_Selected extract_
▼
OneBlood, Inc. St. Petersburg, Florida, United States
Background/Case Studies: Transfusion-transmitted malaria (TTM) is rare in the U.S., with fewer than 1 case per 10 million donations. However, from May to July 2023, a Plasmodium vivax cluster involving five contiguous ZIP codes in Sarasota County, Florida, resulted in seven autochthonous cases within ~35 square miles. Local mosquitoes remain competent vectors during summer, and infected donors may develop symptoms after donation. In the absence of an FDA-approved donor screening test, the local blood center (BC) activated its Vector-borne Pathogen Mitigation Strategy (VPMS), a tiered, risk-based framework developed over more than a decade to protect the blood supply from mosquito-borne pathogens including dengue, chikungunya, Zika, and malaria.
Study
Design/Methods: The VPMS uses color-coded geographic classifications based on collection region, county, ZIP code, and case counts to scale interventions. These include enhanced donor education and questioning, product quarantine with follow-up, scripted callbacks, and amotosalen/UVA pathogen reduction for platelets. Oversight and escalation is made in consultation with health authorities. The VPMS was triggered from May 27 to November 1. To evaluate potential silent parasitemia, 436 retained samples from eligible donors were retrospectively NAT tested for malaria as follows: 258 samples from donors residing in 4 impacted Sarasota zip codes collected from July 5 to September 17 and 178 samples collected between August 1 to October 6 from eligible donors residing in nonmalaria Miami areas during and after a dengue outbreak. All samples were tested using the Procleix Plasmodium Assay (Grifols), a CE marked TMA assay detecting 18S rRNA from five Plasmodium species.
Results/Findings: VPMS was previously applied during dengue (2013, 2014), chikungunya (2014), Zika (2016-2021), and malaria (2023) outbreaks, enabling targeted interventions. No known transfusion-transmitted infections occurred. All 435 valid samples from the 2023 malaria-affected (258 samples) and non-malaria regions (178 samples) tested nonreactive by TMA.
Conclusions: This experience illustrates the value of a structured, scalable, geographically targeted risk mitigation strategy in a subtropical U.S. region. By tailoring interventions to local public health data and pathogen risk, the BC preserved blood availability while protecting transfusion safety. The system minimized unnecessary donor loss and product discard and offers a reproducible model for other centers. The 2023 malaria event marked the first VPMS implementation of retrospective nucleic acid testing as a confirmatory surveillance tool, reinforcing the platform’s scalability and utility during emerging vector-borne outbreaks.
▲
_Source data_
▼
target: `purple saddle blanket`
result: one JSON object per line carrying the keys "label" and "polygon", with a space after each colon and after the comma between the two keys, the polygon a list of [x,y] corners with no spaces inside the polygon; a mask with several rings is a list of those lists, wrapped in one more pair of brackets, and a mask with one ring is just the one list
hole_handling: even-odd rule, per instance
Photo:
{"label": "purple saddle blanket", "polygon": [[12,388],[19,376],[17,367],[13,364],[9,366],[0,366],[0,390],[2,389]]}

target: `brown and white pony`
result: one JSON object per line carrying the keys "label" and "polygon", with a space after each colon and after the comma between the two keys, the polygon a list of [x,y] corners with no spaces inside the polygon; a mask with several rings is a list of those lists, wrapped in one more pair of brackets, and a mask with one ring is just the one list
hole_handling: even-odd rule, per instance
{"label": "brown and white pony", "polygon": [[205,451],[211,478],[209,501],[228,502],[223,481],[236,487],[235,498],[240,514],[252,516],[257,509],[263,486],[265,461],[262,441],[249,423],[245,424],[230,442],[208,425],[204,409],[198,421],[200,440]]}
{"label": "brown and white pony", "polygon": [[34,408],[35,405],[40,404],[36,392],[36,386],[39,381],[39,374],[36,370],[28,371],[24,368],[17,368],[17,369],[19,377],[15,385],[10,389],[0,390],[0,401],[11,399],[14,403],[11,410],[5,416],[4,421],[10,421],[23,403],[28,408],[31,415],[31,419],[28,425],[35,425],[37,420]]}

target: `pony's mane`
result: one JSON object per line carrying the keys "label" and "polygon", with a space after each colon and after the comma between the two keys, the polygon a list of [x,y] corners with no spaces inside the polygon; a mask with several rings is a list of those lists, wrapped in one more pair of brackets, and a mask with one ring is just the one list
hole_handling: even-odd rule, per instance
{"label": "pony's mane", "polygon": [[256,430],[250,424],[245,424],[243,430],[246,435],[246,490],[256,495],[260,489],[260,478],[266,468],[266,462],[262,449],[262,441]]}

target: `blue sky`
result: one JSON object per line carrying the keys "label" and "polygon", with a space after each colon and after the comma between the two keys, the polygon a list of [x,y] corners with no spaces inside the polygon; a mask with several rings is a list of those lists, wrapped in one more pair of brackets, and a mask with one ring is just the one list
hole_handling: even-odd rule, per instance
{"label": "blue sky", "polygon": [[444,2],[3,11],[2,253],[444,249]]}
▲
_Problem to work on_
Write out the stretch of the malaria blood-safety abstract from "OneBlood, Inc. St." through "Zika, and malaria.", word for word.

_Completed exercise_
OneBlood, Inc. St. Petersburg, Florida, United States
Background/Case Studies: Transfusion-transmitted malaria (TTM) is rare in the U.S., with fewer than 1 case per 10 million donations. However, from May to July 2023, a Plasmodium vivax cluster involving five contiguous ZIP codes in Sarasota County, Florida, resulted in seven autochthonous cases within ~35 square miles. Local mosquitoes remain competent vectors during summer, and infected donors may develop symptoms after donation. In the absence of an FDA-approved donor screening test, the local blood center (BC) activated its Vector-borne Pathogen Mitigation Strategy (VPMS), a tiered, risk-based framework developed over more than a decade to protect the blood supply from mosquito-borne pathogens including dengue, chikungunya, Zika, and malaria.